> TEXTAUSZUG
«Wie jeder Überlebende seit dem Tag Z am eigenen Leib erfahren hat, ist es der Faktor Mensch, der die Zombie-Apokalypse zu einem wahren Albtraum macht.»
Ob als Film, Serie oder Buch – Zombiegeschichten faszinieren uns schon seit Jahrzehnten. Bei der riesigen Fülle an Material zu diesem Thema ist es eine Herausforderung, neue Ansätze zu finden und nicht immer wieder Altbekanntes von vorne durchzukauen. Der amerikanische Autor Jake Bible überwindet diese Hürde mit seinem Roman „Dead Team Alpha“, indem er nicht die wandelnden Toten in den Fokus stellt, sondern von viel größeren Gefahren erzählt, die nach der Apokalypse lauern. Ganz neu ist natürlich auch das nicht, aber Bibles Umgang mit dem Faktor Mensch fügt dem Thema doch einige innovative Aspekte hinzu.
Über 100 Jahre ist es bereits her, dass die Toten wieder auferstanden sind und die Menschen sich neu ordnen mussten. Um die Sicherheit zu gewährleisten, wurde eine Festung in den Ausläufern der Rocky Mountains gebaut. Hier werden Elite-Kampftruppen ausgebildet, um Überlebende zu retten und das Fortbestehen der Festung sicherzustellen. Die Besten unter ihnen gehören zum „Denver Team Alpha“. Da die Besten allerdings auch auf den gefährlichsten und tödlichsten Missionen unterwegs sind, wird die Truppe mittlerweile nur noch „Dead Team Alpha“ genannt.

> ANGEZEIGTE DATENSÄTZE
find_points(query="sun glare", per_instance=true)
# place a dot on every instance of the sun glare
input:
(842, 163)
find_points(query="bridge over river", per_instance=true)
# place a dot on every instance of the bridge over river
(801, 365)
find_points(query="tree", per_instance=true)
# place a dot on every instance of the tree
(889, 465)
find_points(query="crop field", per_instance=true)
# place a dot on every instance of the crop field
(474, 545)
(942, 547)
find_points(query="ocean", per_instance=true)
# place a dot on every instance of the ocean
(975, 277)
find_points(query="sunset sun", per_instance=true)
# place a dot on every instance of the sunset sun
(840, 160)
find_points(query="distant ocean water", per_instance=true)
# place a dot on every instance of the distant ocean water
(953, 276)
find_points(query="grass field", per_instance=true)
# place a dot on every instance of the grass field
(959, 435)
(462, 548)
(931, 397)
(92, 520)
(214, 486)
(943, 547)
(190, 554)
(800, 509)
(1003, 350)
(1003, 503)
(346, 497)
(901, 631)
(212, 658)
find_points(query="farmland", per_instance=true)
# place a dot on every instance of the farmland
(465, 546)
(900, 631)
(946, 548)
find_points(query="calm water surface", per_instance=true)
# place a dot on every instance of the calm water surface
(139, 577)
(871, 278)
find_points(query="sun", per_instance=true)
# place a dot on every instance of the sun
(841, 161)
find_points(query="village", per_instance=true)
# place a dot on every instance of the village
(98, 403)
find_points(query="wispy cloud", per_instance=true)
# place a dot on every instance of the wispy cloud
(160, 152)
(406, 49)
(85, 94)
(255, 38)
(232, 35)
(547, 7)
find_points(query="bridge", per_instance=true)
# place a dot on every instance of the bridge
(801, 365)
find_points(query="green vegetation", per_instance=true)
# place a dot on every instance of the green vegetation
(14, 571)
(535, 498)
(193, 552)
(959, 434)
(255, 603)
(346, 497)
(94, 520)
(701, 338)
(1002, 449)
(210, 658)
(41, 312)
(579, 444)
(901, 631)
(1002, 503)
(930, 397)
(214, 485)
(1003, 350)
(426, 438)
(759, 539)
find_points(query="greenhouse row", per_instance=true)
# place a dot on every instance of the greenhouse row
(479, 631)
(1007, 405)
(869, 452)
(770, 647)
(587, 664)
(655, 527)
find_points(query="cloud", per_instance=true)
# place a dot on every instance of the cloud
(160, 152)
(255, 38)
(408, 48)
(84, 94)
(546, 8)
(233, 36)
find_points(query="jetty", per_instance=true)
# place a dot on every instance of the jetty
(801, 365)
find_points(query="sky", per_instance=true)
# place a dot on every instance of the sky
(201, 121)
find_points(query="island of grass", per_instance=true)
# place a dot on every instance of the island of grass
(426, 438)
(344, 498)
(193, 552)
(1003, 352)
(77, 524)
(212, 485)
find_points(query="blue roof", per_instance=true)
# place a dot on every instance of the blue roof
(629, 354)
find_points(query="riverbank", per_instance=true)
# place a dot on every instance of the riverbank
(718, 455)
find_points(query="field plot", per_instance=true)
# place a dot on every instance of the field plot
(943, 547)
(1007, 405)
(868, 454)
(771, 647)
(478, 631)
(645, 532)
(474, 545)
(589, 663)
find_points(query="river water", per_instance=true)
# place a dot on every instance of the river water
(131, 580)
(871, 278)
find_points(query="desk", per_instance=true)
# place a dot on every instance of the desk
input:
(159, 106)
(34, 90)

> ARBEITSANWEISUNGEN
1. Beantworte anhand des Textauszugs:
(a) Wer hat den Roman „Dead Team Alpha“ geschrieben?
(b) Wie lange ist es her, dass die Toten wieder auferstanden sind?
(c) Wo wurde die Festung gebaut?
2. Welche Zeilen der Datensätze enthalten die Zeichenfolge „cloud“? Filtere sie heraus und gib jede davon wieder.
Die Datensätze haben mit dem Textauszug nichts zu tun.

> ANTWORTEN JE AUFGABE
1.
(a) Der amerikanische Autor Jake Bible.
(b) Über 100 Jahre.
(c) In den Ausläufern der Rocky Mountains.

2.
find_points(query="wispy cloud", per_instance=true)
# place a dot on every instance of the wispy cloud
find_points(query="cloud", per_instance=true)
# place a dot on every instance of the cloud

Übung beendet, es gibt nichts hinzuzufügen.